[Start Records shown]

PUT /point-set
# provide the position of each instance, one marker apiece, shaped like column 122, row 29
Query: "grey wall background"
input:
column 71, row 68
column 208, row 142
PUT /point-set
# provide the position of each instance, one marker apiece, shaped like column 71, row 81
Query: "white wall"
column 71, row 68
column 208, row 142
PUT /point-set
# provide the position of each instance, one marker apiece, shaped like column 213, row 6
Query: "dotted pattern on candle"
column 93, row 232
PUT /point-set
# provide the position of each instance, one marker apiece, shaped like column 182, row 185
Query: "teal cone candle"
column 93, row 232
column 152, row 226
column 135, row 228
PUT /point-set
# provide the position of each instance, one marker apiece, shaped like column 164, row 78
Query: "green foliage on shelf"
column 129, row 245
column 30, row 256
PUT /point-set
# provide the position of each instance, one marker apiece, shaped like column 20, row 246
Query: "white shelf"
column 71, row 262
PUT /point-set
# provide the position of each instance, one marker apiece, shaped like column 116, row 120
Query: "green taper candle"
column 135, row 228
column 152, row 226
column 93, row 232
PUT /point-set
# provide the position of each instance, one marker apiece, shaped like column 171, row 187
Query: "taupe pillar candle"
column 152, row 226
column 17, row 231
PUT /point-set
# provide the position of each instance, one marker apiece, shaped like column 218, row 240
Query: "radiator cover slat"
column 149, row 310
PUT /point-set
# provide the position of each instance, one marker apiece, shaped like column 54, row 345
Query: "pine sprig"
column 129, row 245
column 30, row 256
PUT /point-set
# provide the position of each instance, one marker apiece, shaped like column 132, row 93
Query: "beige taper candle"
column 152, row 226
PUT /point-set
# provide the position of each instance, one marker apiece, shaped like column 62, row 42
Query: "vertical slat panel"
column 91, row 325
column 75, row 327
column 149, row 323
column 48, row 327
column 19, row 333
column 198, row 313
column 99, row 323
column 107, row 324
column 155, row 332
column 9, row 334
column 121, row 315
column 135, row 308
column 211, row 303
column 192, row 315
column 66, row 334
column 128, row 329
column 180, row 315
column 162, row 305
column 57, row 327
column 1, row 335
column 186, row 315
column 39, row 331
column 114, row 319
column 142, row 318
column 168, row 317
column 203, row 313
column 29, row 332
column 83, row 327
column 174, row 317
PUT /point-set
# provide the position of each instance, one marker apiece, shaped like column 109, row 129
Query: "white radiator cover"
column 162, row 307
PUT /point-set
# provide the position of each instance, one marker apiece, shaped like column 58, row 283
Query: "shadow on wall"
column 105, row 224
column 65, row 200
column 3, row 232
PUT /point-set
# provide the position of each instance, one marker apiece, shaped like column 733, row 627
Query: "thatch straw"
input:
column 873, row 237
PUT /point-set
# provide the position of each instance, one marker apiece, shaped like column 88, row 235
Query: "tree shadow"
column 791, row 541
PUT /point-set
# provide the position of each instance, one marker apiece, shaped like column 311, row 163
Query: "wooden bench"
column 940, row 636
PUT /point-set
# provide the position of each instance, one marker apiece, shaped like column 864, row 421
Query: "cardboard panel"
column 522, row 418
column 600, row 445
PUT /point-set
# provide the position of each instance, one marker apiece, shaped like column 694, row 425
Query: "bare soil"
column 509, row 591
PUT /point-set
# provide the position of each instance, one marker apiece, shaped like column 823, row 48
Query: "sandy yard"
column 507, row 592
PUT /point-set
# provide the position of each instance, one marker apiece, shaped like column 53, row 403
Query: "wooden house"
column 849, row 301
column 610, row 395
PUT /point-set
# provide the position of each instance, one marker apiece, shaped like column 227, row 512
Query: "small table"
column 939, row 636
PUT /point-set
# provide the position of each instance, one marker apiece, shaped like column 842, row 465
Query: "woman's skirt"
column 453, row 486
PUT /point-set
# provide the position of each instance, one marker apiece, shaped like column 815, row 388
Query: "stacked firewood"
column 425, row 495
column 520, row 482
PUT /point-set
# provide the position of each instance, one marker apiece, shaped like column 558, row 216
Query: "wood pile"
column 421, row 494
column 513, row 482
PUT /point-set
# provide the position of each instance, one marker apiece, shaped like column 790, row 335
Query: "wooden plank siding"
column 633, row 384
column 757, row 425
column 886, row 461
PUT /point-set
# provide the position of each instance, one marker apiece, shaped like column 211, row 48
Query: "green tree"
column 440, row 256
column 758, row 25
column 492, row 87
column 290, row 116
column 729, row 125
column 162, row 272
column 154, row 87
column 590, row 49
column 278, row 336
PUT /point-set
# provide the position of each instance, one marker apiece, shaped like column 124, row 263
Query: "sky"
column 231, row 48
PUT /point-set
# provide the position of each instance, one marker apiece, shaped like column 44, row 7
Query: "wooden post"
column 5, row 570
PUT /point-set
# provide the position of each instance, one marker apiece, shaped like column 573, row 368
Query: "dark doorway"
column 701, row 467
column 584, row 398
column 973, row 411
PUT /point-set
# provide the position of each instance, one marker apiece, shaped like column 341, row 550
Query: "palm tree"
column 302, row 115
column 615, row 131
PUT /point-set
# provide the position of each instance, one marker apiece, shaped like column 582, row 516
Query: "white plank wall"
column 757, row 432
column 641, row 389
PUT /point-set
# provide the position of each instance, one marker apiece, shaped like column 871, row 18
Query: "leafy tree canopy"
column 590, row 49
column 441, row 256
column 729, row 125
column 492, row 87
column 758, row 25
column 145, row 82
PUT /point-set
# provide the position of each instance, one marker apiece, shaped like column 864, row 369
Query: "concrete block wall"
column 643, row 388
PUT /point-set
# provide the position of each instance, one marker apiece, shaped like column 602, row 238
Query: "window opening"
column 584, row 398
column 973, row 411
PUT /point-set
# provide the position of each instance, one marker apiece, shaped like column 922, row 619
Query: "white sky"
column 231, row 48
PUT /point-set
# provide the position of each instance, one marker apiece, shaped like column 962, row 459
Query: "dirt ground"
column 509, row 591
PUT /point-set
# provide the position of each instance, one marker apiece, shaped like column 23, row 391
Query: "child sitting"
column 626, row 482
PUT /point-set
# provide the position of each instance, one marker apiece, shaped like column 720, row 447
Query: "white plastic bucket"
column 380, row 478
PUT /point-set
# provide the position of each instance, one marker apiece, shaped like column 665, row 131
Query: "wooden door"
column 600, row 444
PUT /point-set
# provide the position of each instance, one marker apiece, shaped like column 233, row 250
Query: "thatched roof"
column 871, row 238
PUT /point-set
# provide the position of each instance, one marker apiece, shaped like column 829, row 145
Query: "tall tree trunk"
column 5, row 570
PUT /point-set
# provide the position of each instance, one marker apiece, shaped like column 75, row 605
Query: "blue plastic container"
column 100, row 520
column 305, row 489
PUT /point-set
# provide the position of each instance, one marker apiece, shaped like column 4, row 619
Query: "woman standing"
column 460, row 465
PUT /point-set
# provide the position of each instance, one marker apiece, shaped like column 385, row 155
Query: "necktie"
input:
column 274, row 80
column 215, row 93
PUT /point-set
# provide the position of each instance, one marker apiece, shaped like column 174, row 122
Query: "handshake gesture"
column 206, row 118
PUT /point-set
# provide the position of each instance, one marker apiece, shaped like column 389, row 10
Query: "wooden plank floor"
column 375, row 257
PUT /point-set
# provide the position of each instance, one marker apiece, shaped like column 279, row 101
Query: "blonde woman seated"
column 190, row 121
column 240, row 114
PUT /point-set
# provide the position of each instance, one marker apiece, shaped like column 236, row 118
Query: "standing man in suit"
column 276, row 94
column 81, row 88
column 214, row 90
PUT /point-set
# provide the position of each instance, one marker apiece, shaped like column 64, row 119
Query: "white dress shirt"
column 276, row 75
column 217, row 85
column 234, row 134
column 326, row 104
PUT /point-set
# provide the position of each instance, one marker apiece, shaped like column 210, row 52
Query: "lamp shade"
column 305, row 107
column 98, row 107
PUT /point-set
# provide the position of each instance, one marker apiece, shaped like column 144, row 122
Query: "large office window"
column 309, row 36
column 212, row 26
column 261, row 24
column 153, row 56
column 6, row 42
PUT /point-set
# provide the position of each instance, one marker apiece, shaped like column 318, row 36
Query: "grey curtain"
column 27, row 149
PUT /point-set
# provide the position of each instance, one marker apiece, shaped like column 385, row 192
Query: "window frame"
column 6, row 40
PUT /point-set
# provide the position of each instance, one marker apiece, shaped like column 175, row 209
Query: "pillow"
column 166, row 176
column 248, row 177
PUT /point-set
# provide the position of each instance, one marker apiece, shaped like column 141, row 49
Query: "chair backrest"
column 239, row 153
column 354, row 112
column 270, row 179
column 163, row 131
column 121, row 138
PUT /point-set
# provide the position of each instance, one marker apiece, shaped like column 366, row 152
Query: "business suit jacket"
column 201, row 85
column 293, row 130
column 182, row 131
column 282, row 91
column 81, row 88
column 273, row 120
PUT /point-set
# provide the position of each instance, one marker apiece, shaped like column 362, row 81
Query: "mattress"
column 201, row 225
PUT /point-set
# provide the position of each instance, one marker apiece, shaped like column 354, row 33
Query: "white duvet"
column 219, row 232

[End Records shown]

Written problem:
How many lines of the data above contain the string "slat"? Reply with the number only.

Exercise output:
2